- Requirement -
Rewrite the rows from the line with "Shelf-audit tagging: for every instance of the asterisk" up to and including the line with "x=114, y=502", replacing "outline" with "boundary" and changing nothing else.

=====

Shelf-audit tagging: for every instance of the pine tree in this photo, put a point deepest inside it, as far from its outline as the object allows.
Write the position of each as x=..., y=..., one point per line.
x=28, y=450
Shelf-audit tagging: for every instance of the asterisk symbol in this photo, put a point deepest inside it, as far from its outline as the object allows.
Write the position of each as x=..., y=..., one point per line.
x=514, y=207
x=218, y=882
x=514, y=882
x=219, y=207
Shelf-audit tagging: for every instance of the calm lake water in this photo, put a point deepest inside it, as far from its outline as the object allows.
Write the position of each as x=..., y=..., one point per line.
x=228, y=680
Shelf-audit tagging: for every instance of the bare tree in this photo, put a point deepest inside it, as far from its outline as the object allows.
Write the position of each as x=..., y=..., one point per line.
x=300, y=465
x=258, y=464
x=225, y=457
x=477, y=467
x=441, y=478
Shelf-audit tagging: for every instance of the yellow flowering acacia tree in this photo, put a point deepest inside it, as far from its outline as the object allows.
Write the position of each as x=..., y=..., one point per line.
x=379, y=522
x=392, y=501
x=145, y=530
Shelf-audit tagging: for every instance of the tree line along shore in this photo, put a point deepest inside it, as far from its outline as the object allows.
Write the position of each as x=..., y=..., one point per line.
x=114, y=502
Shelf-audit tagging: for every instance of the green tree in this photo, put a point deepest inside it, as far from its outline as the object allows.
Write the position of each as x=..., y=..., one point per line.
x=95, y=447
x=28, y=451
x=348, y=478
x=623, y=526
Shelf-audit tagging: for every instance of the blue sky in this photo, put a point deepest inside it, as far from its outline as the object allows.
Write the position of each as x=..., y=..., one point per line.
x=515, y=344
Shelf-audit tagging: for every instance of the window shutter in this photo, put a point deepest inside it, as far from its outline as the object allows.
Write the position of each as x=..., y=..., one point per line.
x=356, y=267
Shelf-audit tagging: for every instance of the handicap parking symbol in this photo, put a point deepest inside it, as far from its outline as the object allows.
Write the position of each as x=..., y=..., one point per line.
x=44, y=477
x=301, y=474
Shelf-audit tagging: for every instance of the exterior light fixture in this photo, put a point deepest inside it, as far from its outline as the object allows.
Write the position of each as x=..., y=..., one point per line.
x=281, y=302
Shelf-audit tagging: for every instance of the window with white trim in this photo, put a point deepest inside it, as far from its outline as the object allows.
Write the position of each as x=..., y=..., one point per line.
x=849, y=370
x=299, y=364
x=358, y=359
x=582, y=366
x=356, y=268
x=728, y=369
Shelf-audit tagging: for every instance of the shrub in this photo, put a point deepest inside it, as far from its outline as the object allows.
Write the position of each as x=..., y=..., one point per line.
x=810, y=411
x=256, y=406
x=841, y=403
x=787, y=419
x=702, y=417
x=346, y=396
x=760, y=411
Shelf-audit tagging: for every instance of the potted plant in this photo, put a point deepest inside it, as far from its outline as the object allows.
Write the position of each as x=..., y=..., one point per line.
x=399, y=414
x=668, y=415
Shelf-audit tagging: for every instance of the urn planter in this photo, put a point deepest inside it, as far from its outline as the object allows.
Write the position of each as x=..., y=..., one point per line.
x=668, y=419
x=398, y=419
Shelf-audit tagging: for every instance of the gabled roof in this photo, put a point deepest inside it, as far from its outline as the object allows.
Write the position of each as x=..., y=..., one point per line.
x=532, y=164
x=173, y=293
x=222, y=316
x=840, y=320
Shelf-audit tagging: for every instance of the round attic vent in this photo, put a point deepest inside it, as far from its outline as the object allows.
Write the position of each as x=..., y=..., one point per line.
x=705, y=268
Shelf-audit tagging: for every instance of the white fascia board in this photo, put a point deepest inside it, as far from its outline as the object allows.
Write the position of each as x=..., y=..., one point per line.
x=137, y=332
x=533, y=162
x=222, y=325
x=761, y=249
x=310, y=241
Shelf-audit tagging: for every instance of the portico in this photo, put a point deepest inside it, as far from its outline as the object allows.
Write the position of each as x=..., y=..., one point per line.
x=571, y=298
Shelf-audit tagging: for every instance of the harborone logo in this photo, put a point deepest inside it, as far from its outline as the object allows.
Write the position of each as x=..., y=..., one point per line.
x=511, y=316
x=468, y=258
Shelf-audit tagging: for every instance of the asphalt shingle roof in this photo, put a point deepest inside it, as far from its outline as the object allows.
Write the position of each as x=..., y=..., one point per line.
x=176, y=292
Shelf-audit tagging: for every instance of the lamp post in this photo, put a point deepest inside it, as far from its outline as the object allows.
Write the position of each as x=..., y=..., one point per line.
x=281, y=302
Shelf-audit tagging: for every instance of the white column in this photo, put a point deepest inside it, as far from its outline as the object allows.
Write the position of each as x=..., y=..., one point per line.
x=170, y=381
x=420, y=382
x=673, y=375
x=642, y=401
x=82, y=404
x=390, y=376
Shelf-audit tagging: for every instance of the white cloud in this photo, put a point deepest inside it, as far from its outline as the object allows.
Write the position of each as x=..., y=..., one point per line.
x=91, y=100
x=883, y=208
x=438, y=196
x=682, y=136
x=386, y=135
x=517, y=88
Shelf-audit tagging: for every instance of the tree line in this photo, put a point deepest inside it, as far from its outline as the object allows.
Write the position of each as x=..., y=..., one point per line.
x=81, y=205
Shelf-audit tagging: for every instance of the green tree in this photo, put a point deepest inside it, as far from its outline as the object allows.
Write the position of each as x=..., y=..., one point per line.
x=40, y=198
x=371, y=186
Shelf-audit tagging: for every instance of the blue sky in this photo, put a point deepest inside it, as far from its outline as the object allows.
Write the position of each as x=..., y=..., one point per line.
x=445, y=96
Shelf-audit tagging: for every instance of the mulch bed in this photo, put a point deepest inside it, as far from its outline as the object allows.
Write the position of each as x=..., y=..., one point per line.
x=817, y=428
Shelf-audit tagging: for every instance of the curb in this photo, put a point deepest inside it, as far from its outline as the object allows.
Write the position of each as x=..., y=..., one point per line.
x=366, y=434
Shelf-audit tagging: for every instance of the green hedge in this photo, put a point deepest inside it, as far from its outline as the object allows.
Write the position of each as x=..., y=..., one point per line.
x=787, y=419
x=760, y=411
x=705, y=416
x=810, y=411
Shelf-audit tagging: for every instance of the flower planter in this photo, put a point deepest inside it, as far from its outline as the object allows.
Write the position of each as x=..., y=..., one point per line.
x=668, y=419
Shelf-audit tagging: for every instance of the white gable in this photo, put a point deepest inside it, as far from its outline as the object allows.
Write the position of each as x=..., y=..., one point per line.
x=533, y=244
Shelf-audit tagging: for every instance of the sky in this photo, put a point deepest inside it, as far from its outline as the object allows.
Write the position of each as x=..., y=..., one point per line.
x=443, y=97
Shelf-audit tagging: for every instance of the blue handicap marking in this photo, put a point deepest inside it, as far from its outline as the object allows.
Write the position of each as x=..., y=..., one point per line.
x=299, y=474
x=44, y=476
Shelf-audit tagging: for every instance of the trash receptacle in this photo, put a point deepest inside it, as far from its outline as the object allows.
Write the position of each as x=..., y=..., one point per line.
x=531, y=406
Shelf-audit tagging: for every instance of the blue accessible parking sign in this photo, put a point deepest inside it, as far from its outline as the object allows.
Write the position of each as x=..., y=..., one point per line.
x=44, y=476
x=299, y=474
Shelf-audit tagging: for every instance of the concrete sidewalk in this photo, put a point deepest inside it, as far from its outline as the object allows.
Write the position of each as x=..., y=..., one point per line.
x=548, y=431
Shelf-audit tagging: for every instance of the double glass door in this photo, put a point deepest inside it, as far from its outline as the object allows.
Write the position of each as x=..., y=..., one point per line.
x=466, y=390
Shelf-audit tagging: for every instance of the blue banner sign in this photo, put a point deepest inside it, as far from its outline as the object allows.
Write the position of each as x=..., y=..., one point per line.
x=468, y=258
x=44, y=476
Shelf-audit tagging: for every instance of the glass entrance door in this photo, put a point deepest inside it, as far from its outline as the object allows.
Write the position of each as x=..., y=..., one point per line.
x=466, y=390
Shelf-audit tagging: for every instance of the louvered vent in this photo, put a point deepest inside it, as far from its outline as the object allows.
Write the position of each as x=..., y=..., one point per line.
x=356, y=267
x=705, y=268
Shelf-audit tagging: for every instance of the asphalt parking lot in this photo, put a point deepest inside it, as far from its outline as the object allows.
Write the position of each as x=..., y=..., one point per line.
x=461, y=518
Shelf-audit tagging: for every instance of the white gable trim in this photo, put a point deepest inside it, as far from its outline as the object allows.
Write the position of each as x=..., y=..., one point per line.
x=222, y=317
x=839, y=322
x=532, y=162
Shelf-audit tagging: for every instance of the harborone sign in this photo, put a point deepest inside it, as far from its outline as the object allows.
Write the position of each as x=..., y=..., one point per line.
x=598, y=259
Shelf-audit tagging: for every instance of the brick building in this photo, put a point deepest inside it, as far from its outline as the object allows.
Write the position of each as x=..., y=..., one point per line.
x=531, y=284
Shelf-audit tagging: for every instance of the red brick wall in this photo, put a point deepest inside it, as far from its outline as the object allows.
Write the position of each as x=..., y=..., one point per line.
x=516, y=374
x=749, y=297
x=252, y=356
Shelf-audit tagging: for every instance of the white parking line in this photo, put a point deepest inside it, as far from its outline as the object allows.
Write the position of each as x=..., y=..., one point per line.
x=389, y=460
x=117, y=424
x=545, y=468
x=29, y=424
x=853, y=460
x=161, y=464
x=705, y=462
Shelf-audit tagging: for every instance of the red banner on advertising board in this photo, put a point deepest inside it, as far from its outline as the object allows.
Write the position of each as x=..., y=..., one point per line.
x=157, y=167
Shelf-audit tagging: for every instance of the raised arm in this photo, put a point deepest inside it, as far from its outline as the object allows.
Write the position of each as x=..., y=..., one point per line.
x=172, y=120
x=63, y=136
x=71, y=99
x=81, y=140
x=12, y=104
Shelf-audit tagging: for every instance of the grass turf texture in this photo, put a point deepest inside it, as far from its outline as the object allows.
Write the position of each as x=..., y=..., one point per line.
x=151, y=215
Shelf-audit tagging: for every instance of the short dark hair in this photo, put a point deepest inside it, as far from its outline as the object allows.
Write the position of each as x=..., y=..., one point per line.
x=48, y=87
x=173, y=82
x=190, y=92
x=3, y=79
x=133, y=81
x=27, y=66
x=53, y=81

=====

- Complete response -
Shelf-audit tagging: for every instance of the asterisk symbol in this photo, put a point deepest inside it, as far from its boundary as the object allows.
Write the position of each as x=..., y=..., one point per line.
x=514, y=207
x=218, y=882
x=514, y=882
x=219, y=207
Shelf-audit tagging: for every instance of the calm lake water in this photo, put a point deepest inside it, as far from its boundary as the object allows.
Write the position of each as x=..., y=..., one point per line.
x=228, y=680
Shelf-audit tagging: for every instance of the bare tree in this photo, put a point deepest inside it, as far from its boundary as the object allows.
Write the position of each as x=..., y=..., one point per line.
x=300, y=465
x=258, y=464
x=225, y=457
x=477, y=467
x=441, y=478
Shelf-audit tagging: for every instance of the yellow flowering acacia tree in this photo, put a point deepest inside it, as far from its boundary as the object allows.
Write the position of each as x=..., y=..., one point per line.
x=379, y=522
x=392, y=501
x=145, y=530
Shelf-audit tagging: for every instance of the tree line along shore in this photo, put a point deepest inside it, as far from its boundary as the object allows.
Write the position of each as x=..., y=..., one point per line.
x=114, y=502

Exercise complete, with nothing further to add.